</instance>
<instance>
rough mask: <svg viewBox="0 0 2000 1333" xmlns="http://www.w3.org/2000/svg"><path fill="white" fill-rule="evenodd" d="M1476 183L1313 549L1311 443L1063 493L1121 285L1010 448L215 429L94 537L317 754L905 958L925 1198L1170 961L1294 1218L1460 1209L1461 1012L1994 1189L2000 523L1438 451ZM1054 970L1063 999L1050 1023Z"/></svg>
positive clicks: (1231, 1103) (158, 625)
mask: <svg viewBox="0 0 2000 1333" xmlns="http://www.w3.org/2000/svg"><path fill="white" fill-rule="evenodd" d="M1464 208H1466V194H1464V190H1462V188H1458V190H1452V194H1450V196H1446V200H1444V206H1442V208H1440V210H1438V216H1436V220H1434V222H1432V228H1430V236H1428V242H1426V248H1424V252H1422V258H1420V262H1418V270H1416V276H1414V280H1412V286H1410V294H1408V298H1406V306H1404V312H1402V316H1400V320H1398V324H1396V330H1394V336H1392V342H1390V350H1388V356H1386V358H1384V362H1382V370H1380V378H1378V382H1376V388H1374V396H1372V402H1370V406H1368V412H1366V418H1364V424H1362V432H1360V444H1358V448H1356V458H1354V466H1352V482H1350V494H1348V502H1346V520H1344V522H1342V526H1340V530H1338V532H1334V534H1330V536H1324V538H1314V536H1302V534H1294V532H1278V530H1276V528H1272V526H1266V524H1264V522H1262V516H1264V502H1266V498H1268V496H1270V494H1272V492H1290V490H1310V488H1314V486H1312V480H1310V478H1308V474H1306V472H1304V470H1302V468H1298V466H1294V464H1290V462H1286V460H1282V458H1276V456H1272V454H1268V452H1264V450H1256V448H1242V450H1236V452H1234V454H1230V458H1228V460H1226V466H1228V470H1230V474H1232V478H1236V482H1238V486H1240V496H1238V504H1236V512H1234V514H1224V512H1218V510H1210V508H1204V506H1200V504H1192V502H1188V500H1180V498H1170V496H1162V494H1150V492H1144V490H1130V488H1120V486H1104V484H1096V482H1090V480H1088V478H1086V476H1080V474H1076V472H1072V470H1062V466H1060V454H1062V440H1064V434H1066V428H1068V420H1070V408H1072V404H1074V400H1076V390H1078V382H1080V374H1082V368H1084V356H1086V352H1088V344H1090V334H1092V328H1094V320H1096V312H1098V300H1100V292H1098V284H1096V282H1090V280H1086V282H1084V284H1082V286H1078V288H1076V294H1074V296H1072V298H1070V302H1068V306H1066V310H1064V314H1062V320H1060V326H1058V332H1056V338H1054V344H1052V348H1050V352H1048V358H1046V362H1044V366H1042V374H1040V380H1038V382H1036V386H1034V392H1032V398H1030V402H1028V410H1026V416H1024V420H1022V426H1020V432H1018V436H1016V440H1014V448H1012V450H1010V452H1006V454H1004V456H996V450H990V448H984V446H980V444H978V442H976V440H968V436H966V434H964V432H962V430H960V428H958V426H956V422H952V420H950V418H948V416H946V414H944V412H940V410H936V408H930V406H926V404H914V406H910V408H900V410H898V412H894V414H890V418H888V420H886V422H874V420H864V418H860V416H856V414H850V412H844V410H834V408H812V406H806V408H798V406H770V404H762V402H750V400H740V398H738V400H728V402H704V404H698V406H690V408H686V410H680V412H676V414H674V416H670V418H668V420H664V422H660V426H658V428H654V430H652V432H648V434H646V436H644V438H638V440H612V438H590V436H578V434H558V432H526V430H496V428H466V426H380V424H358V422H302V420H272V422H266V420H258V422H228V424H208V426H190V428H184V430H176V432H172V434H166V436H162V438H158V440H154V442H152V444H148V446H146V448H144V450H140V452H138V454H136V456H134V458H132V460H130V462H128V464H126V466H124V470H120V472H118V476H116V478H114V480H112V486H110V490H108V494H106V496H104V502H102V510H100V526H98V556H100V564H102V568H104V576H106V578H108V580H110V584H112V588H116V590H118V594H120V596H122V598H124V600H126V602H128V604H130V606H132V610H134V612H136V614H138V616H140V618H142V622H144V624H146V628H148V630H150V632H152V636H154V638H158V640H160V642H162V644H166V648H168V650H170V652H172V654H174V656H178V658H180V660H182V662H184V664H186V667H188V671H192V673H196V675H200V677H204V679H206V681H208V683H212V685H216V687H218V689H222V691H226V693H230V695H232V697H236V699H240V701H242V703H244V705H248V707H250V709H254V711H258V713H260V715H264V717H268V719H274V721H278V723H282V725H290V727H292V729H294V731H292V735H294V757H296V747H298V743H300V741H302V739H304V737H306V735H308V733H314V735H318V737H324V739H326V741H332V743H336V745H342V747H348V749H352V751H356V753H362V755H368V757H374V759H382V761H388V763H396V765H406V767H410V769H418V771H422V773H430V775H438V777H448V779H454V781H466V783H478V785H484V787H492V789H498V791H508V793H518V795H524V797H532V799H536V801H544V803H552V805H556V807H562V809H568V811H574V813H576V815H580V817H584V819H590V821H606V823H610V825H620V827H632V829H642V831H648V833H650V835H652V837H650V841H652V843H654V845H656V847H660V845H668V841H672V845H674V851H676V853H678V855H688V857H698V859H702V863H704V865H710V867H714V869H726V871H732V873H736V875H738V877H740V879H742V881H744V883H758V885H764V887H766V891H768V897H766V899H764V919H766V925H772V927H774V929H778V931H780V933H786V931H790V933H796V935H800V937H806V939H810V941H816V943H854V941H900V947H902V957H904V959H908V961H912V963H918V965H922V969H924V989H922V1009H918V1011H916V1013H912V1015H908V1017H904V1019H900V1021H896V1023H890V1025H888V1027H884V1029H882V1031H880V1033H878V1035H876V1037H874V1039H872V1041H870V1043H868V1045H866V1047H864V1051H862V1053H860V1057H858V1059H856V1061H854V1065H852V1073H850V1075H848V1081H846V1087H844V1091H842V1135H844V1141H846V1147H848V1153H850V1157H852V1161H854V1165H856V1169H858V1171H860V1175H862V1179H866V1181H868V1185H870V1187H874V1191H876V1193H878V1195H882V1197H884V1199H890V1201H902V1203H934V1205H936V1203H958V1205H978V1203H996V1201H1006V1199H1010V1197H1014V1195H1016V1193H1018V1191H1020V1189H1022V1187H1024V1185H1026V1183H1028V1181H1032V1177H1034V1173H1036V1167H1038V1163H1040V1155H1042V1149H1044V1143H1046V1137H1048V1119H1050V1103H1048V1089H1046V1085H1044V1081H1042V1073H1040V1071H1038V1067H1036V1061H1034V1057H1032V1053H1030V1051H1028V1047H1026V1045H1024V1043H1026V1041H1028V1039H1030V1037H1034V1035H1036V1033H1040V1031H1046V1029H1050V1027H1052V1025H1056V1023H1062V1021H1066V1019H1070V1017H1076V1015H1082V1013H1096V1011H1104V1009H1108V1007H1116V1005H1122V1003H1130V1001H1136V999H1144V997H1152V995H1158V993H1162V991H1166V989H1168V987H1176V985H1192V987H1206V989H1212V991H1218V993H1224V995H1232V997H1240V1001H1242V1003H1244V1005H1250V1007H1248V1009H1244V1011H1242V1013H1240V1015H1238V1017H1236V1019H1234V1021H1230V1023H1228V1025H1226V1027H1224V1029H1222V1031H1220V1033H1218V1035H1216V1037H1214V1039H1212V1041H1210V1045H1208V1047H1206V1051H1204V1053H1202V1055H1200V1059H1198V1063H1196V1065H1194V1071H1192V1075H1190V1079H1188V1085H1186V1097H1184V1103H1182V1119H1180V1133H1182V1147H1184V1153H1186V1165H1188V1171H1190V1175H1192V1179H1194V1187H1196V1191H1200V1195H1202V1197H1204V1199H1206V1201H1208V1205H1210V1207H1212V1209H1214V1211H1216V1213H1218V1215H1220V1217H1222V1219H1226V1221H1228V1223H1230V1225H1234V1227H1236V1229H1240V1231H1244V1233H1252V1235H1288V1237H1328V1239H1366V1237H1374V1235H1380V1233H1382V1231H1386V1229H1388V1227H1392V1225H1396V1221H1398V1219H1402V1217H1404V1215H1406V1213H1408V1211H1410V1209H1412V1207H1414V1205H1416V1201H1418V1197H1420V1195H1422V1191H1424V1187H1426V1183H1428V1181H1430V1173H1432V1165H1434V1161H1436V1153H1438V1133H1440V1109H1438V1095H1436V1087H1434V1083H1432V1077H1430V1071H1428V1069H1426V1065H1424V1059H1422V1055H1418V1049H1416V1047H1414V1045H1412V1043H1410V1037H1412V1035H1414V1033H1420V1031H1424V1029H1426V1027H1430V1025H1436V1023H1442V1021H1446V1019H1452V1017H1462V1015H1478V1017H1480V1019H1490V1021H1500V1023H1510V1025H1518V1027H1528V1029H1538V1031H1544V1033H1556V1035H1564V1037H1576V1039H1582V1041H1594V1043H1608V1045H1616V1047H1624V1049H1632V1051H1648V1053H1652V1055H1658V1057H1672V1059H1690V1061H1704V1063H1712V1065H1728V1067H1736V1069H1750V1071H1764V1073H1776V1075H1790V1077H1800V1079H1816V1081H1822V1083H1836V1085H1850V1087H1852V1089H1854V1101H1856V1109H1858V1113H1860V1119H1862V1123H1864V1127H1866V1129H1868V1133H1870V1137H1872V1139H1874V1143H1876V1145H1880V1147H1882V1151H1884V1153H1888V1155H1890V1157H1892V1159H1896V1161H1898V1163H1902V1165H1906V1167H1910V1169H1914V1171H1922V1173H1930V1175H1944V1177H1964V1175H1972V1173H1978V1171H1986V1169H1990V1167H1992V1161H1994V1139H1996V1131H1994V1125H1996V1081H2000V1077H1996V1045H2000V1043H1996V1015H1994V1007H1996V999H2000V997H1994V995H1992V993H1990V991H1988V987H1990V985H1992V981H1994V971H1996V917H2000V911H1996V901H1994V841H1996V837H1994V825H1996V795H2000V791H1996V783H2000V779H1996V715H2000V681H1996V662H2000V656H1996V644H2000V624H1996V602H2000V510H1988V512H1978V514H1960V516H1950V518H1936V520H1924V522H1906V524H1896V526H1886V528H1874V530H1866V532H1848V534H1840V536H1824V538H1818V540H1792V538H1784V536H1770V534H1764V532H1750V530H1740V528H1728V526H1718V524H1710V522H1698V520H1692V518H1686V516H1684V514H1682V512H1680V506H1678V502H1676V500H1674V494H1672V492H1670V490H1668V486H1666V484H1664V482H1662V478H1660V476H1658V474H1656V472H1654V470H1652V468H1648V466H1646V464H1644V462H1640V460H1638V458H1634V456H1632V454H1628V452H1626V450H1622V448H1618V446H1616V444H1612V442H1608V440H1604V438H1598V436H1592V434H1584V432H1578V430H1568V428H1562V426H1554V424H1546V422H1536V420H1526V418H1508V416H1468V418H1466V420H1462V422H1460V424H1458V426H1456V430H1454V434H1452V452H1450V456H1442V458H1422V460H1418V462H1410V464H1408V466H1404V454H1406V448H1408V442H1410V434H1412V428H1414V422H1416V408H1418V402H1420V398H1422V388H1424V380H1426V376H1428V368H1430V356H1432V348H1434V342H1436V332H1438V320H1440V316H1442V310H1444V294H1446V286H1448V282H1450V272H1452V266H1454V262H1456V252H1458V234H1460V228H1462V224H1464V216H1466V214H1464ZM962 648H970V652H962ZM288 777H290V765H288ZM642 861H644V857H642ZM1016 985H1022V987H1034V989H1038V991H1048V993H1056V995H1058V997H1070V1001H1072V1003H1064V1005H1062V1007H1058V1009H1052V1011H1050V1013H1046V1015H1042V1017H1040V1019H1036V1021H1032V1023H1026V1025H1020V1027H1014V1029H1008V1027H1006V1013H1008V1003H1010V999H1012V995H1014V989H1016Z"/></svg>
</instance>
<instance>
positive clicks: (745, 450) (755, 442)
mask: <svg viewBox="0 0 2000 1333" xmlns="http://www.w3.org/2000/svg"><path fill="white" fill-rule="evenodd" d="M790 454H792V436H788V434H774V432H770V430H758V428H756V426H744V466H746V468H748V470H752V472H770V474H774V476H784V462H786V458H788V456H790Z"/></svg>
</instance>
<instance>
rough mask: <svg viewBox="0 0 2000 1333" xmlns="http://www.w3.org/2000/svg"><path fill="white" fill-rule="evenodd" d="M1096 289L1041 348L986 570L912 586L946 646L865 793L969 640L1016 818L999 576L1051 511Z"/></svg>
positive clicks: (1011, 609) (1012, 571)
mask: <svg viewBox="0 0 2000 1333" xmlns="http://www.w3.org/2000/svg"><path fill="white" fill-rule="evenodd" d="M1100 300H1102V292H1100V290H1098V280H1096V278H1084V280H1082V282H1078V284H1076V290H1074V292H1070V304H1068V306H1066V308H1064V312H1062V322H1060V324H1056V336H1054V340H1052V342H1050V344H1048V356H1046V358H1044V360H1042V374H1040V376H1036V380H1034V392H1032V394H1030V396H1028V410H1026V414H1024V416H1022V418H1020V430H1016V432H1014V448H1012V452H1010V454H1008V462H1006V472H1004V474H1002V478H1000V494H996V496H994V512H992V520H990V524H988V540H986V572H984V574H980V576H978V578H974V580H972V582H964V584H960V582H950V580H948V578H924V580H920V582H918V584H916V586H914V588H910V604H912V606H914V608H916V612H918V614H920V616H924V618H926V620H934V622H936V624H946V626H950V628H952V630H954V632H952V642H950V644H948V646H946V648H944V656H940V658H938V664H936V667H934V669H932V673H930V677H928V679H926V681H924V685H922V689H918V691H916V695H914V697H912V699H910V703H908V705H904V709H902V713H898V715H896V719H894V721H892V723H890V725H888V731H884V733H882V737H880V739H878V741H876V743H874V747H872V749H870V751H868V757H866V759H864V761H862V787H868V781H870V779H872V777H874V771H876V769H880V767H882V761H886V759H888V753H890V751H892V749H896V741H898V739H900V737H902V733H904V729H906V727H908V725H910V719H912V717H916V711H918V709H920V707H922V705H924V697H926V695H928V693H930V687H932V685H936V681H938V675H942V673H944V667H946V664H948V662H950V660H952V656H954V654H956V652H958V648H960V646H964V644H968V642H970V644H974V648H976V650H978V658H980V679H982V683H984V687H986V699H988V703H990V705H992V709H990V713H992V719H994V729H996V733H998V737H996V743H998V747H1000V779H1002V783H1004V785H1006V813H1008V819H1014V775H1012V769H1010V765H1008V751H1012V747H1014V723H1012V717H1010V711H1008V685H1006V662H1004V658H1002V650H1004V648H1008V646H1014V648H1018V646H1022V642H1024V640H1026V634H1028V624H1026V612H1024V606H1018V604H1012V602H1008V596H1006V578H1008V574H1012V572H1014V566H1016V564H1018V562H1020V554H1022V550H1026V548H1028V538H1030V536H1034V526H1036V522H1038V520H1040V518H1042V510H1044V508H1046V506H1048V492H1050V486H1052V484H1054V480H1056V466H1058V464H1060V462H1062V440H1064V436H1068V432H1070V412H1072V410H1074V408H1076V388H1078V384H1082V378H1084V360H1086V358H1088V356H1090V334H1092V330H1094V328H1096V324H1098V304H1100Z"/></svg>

The task> Lines with the word "positive" in them are the answer; report each one from the data.

Exercise result>
positive clicks: (1231, 1103) (158, 625)
positive clicks: (745, 450) (755, 442)
positive clicks: (1011, 609) (1012, 571)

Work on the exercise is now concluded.